Dataset entries:
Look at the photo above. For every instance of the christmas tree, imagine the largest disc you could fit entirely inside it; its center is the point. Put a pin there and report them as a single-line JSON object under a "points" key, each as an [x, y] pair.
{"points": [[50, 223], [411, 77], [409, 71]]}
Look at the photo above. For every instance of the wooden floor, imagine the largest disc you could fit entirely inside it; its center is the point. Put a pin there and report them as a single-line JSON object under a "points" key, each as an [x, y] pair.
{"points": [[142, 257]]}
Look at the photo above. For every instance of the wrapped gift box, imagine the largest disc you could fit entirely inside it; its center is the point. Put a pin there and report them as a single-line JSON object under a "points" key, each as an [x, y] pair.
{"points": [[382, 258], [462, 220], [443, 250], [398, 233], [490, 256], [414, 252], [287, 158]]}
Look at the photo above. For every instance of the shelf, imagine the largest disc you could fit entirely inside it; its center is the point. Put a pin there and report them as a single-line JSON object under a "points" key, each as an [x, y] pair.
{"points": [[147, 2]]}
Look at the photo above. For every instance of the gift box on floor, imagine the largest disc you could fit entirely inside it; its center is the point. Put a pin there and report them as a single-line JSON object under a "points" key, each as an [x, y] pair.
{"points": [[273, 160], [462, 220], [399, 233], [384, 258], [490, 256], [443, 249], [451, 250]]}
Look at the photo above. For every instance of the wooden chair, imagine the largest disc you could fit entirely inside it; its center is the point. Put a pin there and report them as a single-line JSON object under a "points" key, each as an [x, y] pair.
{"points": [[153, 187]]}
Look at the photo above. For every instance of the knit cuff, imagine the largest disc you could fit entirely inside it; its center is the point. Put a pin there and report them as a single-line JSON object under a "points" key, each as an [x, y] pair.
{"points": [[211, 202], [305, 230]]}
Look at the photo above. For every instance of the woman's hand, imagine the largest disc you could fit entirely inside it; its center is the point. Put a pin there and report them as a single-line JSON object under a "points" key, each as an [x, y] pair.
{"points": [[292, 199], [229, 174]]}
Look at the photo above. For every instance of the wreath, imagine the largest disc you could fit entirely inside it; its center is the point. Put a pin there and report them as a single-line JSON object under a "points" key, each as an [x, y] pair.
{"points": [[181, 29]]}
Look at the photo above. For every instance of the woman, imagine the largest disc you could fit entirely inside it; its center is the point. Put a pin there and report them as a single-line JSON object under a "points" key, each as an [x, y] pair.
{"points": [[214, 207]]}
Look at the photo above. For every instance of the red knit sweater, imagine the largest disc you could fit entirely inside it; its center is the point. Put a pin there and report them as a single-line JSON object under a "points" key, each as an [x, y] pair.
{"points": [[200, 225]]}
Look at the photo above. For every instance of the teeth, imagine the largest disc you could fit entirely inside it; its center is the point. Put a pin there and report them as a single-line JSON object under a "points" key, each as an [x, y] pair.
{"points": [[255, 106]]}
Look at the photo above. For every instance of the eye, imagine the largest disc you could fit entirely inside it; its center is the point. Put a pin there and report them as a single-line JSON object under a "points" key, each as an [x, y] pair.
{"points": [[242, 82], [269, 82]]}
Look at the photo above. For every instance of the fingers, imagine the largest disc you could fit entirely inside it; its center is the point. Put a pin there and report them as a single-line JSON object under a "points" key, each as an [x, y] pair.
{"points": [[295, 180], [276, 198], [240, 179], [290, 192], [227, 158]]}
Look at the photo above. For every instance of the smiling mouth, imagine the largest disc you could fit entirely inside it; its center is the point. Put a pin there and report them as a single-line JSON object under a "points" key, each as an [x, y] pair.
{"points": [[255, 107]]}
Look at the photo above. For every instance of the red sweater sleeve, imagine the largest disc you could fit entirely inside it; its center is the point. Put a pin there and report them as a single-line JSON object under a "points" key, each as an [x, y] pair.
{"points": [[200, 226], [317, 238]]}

■ Description of the task ■
The answer should be all the entries, restated with no word changed.

■ Output for this task ■
Look at the photo above. For every instance of the christmas tree, imagine the largest disc you could fit entirely inside it; its center is the point. Put a pin there and report them as a single-line JSON object under a "points" key, each as an [x, y] pair.
{"points": [[50, 223], [411, 77], [409, 71]]}
Look at the photo above. For every instance of the wooden floor, imagine the largest disc you could fit entirely inside it; its center is the point. Put a pin there and report them as a single-line JSON object under a "points" key, each as an [x, y] pair.
{"points": [[142, 257]]}
Look at the photo above. For every instance of the wrapped gift box, imagine the largest disc you could fit entirely inside it; its center is the point. Put a pin there and report them as a single-line JSON object under a "points" key, each as an [x, y] pair.
{"points": [[382, 258], [462, 220], [443, 250], [398, 233], [490, 256], [414, 252], [287, 158]]}
Look at the photo above. For every instance of the shelf, imagine the largest disc you could fit entirely inside it; its center is the point. Put a pin there and report them as a single-line JSON object under a "points" key, each as an [x, y] pair.
{"points": [[147, 2]]}
Look at the photo above. For every instance of the gift box on floor, imagine the largest disc you could fit entirely inside it; its center is the point. Put a pin there and report them as a single-line JSON object under a "points" key, each as an [x, y] pair.
{"points": [[273, 160], [462, 220], [399, 233], [384, 258], [490, 256], [443, 249], [451, 250]]}
Look at the photo above. For every instance of the wooden chair, imagine the largest disc you could fit entirely inside it; its center is the point. Put a pin there and report them as a single-line JSON object under a "points" key, each as an [x, y] pair.
{"points": [[153, 187]]}
Look at the photo above. For every instance of the knit cuff, imagine the largest disc you could fit entirely inside it; its center is the point. Put a pin there and report them as a single-line JSON object under a "points" key, each as an [x, y] pair.
{"points": [[211, 202], [305, 230]]}
Look at the photo above. For every instance of the woman's hand, imagine the largest disc you could fit entirely inside it; its center is the point. Put a pin there and report them as a single-line JSON object under a "points" key, each as an [x, y] pair.
{"points": [[292, 199], [229, 174]]}
Look at the photo above. For every instance of the wreath, imagine the largest disc you could fit entirely inside it; its center is the point. Put a pin there and report them as a single-line JSON object under a "points" key, each as an [x, y] pair.
{"points": [[181, 29]]}
Look at the photo above. For every instance of the woman, imagine the largest disc you could fit entirely inside it; its center is the point. Put a pin there and report them as a single-line JSON object under a "points" key, each as an [x, y] pair.
{"points": [[214, 207]]}
Look at the photo above. For every instance of the red knit sweater, imagine the largest disc you could fit entirely inside it; its center is the point. Put a pin there and report them as a single-line JSON object under a "points" key, each as an [x, y] pair.
{"points": [[200, 225]]}
Look at the photo above. For every instance of the teeth, imagine the largest disc you could fit entirely inside it; its center is the point. Put a pin there and report them as a single-line JSON object under a "points" key, each as an [x, y] pair.
{"points": [[255, 106]]}
Look at the photo above. For every instance of the eye, imagine the largest disc you could fit entirely inside it; its center is the point. Put a pin there and report them as a single-line JSON object under a "points" key, each as an [x, y] pair.
{"points": [[242, 82], [269, 82]]}
Look at the photo above. For every instance of the fingers, imagine the largest disc you could fit entirely inside it; its center is the point. Put a pin there and report them as a single-line JSON object under a "points" key, each as an [x, y] pair.
{"points": [[295, 180], [276, 198], [240, 179], [290, 192], [227, 158]]}
Look at the photo above. For every instance of the smiling mouth, imagine the largest disc you could fit entirely inside it; its center is the point. Put a pin there and report them as a single-line JSON object under a "points" key, each as an [x, y] pair.
{"points": [[255, 107]]}
Look at the photo above. For every instance of the red sweater sleeve, imagine the largest disc you could fit entirely inside it; its center is the point. Put a pin there and report them as a single-line JSON object under a "points" key, each as an [x, y] pair.
{"points": [[200, 226], [317, 238]]}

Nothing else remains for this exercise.